READING TEXT
+-------+

Louis Boisrond Tonnerre
Louis Félix Mathurin Boisrond Tonerre (aka Boisrond Tonerre) (June 6, 1776 Torbeck Saint-Domingue – October 20, 1806 Port-au-Prince, Haiti) a mulatto (Nicholls p. 36) served as Jean-Jacques Dessalines secretary. He drafted the final version of the Haitian Act of Independence which was read by Dessalines on the Place d'Armes of Gonaïves on January 1, 1804.
Tonnerre, while being drunk is said to have exclaimed, after reading a first draft of the Act of Independence by the mulatto Charéron: "All that which has been formulated is not in accordance with our true feelings; to draw up the Act of Independence, we need the skin of a white man for parchment, his skull for a writing desk [Inkwell?], his blood for ink, and a bayonet for pen." (Nicholls p. 36)

+-------+

AIM 1
In the text about Boisrond Tonnerre, where was the Act of Independence read by Dessalines?
AIM 2
Name every full date (day, month and year) given in the text about Boisrond Tonnerre.
AIM 3
Continue the text about Boisrond Tonnerre from its last sentence.

GIVEN DATA
+-------+

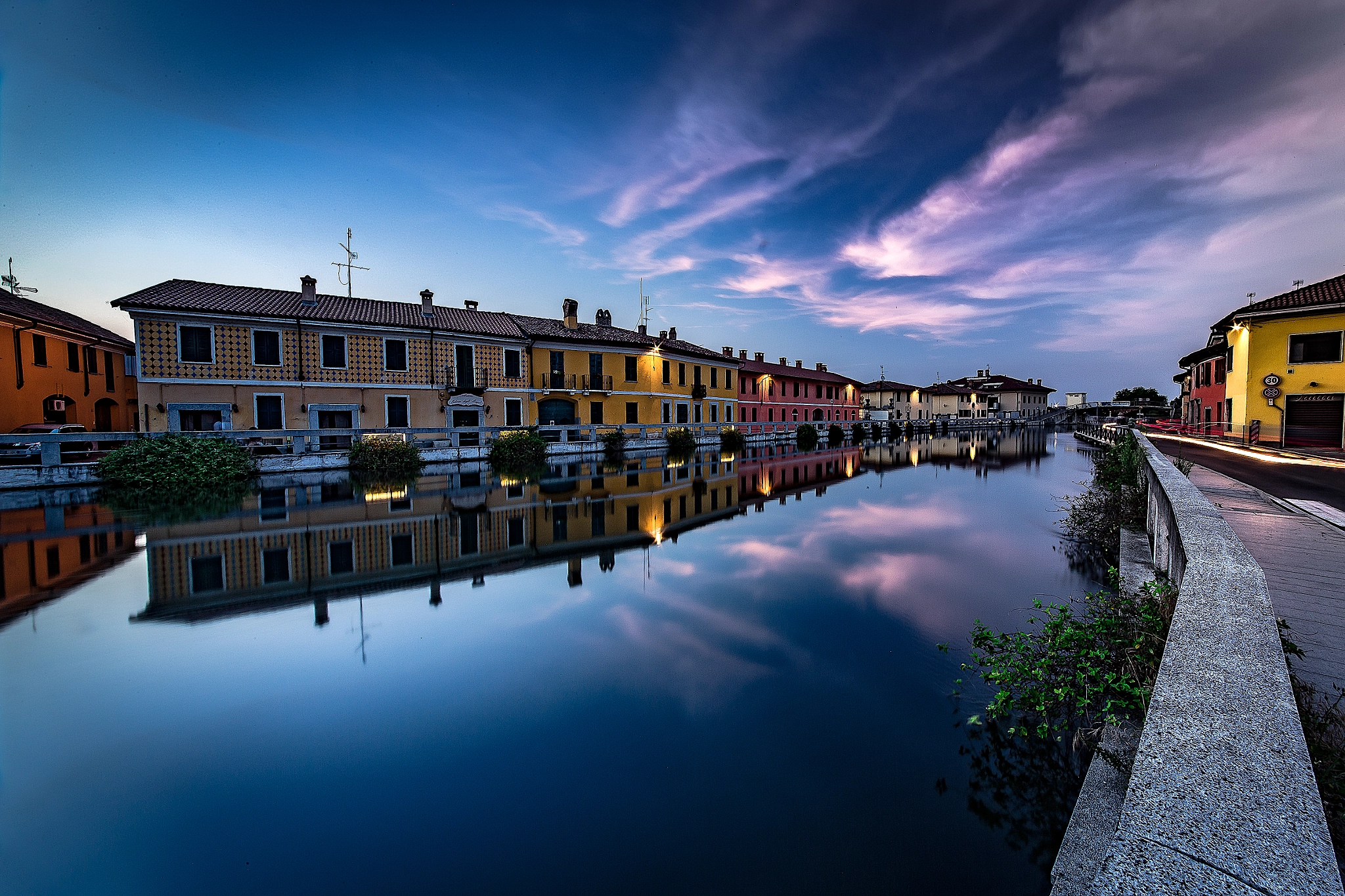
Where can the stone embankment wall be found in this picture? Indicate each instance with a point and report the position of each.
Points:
(1222, 796)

+-------+

RESULT 1
On the Place d'Armes of Gonaïves.

RESULT 2
June 6, 1776; October 20, 1806; January 1, 1804

RESULT 3
Boisrond Tonnerre was with Dessalines at Pont-Rouge north of Port-au-Prince (then Pont Larnage), on October 17, 1806 when Dessalines was assassinated in an ambush.
See also
- Act of Independence - this document was drafted by Boisrond Tonnerre.
- Jean-Jacques Dessalines - Haitian revolutionary and ruler of Haiti, to whom Tonnerre served as secretary.
- Pont Rouge - The location of Dessalines murder.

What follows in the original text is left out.